Start of Material provided

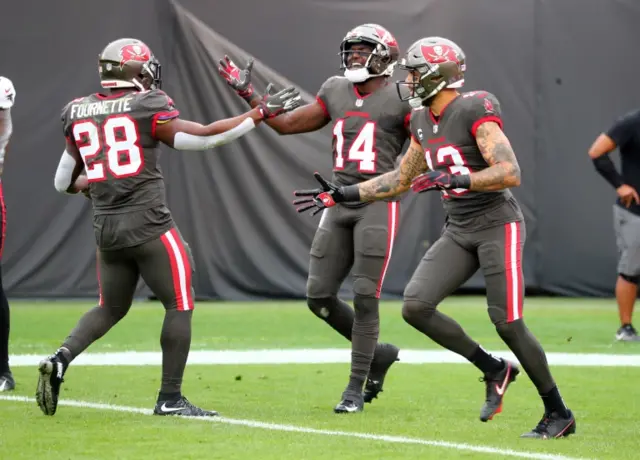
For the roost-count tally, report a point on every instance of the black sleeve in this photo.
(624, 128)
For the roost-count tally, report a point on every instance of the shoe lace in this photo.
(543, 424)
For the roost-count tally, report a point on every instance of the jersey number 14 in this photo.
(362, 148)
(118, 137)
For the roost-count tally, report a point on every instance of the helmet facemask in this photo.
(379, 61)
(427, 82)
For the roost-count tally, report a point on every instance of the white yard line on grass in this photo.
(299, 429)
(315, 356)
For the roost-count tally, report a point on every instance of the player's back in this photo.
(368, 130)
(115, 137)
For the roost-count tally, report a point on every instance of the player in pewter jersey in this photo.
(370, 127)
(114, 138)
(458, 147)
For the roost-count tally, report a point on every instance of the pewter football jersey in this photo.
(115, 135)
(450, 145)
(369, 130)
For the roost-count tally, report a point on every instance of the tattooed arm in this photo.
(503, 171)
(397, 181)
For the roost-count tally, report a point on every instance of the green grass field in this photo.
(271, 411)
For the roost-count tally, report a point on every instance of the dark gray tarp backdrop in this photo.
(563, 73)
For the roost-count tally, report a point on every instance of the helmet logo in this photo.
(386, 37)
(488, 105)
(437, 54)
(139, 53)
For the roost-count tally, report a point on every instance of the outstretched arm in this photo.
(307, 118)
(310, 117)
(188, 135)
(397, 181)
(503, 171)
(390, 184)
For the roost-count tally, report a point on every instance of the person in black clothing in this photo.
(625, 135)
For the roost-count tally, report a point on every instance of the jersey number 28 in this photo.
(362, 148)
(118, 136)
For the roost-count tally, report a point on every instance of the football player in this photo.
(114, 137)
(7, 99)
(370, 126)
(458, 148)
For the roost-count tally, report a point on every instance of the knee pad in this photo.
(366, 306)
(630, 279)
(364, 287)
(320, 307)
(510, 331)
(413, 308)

End of Material provided
Start of Material provided

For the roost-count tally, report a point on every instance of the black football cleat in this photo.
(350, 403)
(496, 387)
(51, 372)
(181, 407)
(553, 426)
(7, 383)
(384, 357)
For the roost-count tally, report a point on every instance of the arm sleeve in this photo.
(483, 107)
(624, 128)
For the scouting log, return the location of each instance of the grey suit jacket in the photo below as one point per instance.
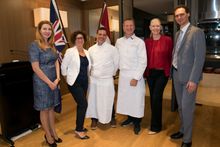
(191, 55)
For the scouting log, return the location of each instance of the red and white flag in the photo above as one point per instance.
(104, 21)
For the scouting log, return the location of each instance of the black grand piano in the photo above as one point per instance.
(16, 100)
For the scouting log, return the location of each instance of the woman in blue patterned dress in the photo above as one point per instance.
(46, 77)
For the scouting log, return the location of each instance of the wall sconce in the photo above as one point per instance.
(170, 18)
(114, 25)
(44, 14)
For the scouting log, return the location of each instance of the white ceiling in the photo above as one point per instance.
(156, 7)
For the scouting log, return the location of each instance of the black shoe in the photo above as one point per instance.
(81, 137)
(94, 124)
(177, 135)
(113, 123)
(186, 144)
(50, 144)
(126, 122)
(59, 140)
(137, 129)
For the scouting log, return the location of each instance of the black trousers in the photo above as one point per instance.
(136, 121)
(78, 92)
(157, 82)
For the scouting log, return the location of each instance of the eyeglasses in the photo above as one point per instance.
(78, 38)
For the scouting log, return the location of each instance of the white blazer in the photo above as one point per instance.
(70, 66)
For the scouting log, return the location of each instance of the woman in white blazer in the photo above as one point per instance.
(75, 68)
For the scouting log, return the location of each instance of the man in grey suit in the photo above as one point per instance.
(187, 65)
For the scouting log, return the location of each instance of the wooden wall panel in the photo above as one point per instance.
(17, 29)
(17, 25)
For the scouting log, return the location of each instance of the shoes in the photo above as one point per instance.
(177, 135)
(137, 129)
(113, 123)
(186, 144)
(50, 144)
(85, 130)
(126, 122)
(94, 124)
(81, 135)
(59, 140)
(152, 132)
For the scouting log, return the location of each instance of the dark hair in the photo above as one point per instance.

End of Material provided
Start of Material provided

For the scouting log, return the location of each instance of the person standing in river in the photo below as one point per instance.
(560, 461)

End of Material provided

Of the lines above, retype only those from the line containing "man in grey" through the line containing "the dark hair", including both, exactly.

*Exercise result*:
For the scouting log, return the location of each instance of the man in grey suit in the photo above as one point per instance.
(187, 65)
For the scouting log, return the location of each instance of the wooden wall panel in the photo above as one point per instance.
(17, 29)
(17, 25)
For the scouting log, return the location of each instance of the shoes in the photo above as one point per instance.
(177, 135)
(137, 129)
(113, 123)
(186, 144)
(50, 144)
(85, 130)
(126, 122)
(94, 124)
(81, 135)
(59, 140)
(152, 132)
For the scouting log, return the location of each instance of the dark hair in the photo above as one point per instance.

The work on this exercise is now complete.